WHAT IS ASKED →
Begin at the line that has "Annotation task: tag one point per instance of the dried" and continue through the last line, writing those lines out again with "tree trunk" swapped for "trunk". Leave everything else in them unchanged.

RECORDS FOR THIS TASK →
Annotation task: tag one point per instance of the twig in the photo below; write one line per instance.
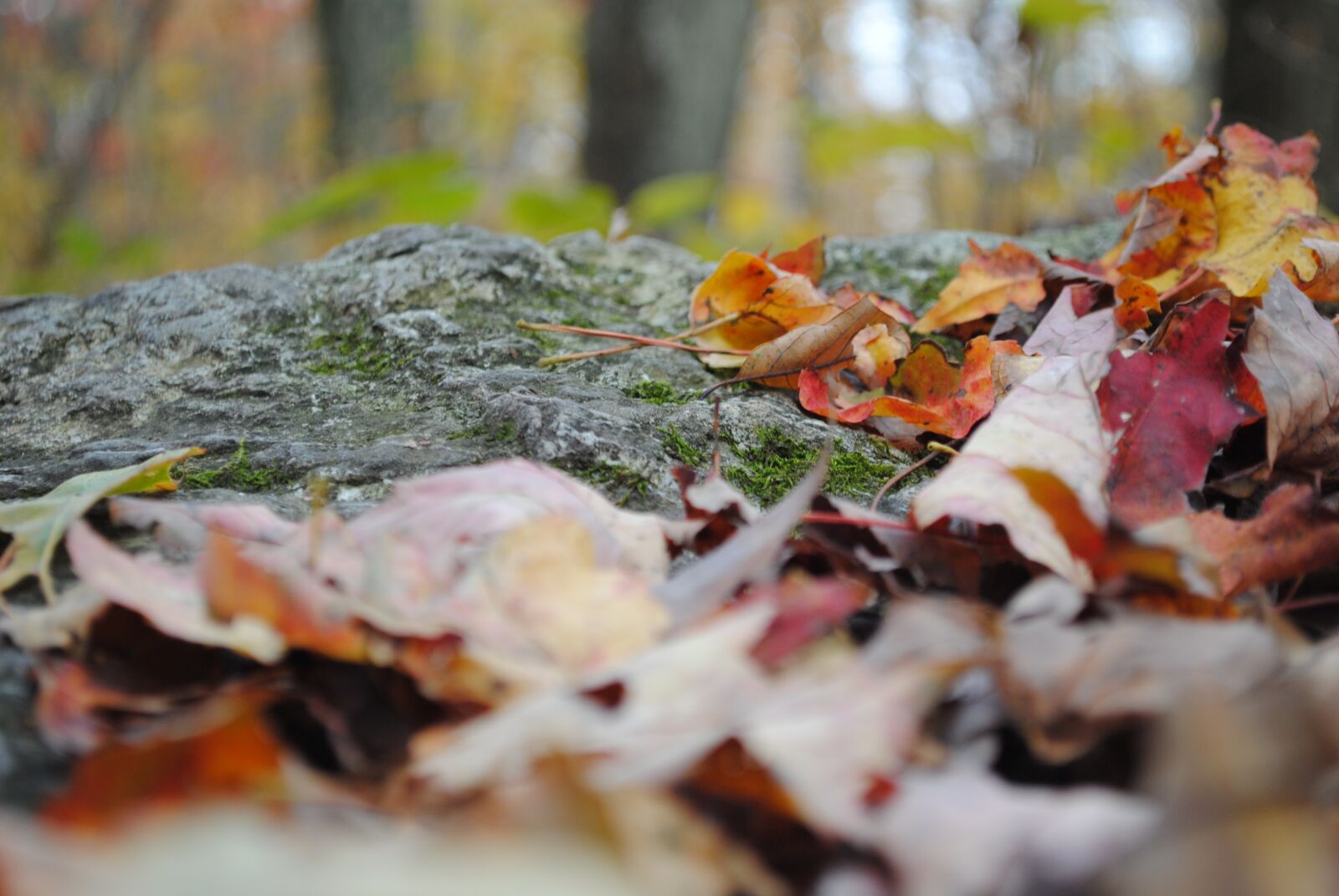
(644, 340)
(716, 438)
(773, 372)
(823, 517)
(602, 352)
(901, 474)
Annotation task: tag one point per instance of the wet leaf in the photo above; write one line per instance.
(1050, 422)
(1294, 354)
(1294, 533)
(39, 524)
(1169, 410)
(986, 284)
(781, 361)
(926, 392)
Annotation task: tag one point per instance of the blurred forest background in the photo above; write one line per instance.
(145, 136)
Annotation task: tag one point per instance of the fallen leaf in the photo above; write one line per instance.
(37, 525)
(1249, 146)
(1325, 285)
(1169, 409)
(169, 596)
(962, 832)
(231, 753)
(238, 588)
(1062, 331)
(1135, 300)
(1294, 354)
(770, 300)
(927, 392)
(877, 352)
(781, 361)
(1292, 535)
(1175, 224)
(749, 556)
(1068, 684)
(1262, 224)
(807, 260)
(986, 283)
(1050, 422)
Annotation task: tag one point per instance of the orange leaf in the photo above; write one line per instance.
(236, 757)
(1135, 300)
(772, 303)
(807, 260)
(1292, 535)
(1175, 225)
(238, 586)
(986, 284)
(931, 392)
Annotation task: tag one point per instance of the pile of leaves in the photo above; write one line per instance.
(1095, 658)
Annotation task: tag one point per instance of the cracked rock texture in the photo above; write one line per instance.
(397, 356)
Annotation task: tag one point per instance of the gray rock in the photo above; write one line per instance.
(397, 356)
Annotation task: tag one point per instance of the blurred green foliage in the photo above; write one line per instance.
(218, 151)
(423, 187)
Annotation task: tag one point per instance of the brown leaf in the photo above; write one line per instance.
(1294, 354)
(781, 361)
(986, 284)
(1050, 422)
(1292, 535)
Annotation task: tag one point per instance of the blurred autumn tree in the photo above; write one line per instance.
(662, 80)
(368, 54)
(269, 131)
(1280, 73)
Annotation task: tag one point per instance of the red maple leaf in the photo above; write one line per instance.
(1173, 407)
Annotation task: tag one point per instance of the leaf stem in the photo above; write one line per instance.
(631, 338)
(736, 381)
(599, 352)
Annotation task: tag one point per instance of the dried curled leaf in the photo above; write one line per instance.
(772, 299)
(926, 392)
(1172, 409)
(39, 524)
(1291, 536)
(1050, 422)
(1294, 354)
(986, 284)
(828, 345)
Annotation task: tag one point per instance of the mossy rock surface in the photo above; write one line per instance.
(398, 356)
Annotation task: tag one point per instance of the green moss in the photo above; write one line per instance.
(355, 351)
(620, 484)
(656, 392)
(234, 473)
(927, 292)
(680, 449)
(773, 466)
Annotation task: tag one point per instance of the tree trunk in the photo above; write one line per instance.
(1280, 74)
(367, 47)
(662, 82)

FULL ANSWER →
Annotation task: tag one point per instance of the dried curled leaf in the photo above; write one line per instance.
(772, 299)
(926, 392)
(1172, 409)
(39, 524)
(1291, 536)
(1050, 422)
(1294, 354)
(986, 284)
(828, 345)
Annotation task: tag one point per instance of the mossy rock surface in the photo above; write one line per instance.
(398, 356)
Annotation task: tag one point per instance of the green moss in the photo above; write one line per instance.
(355, 351)
(620, 484)
(656, 392)
(234, 473)
(927, 292)
(680, 449)
(773, 466)
Annotation task: tag one point per instance of the trunk in the photo above; write one line per instance.
(1280, 74)
(367, 47)
(662, 82)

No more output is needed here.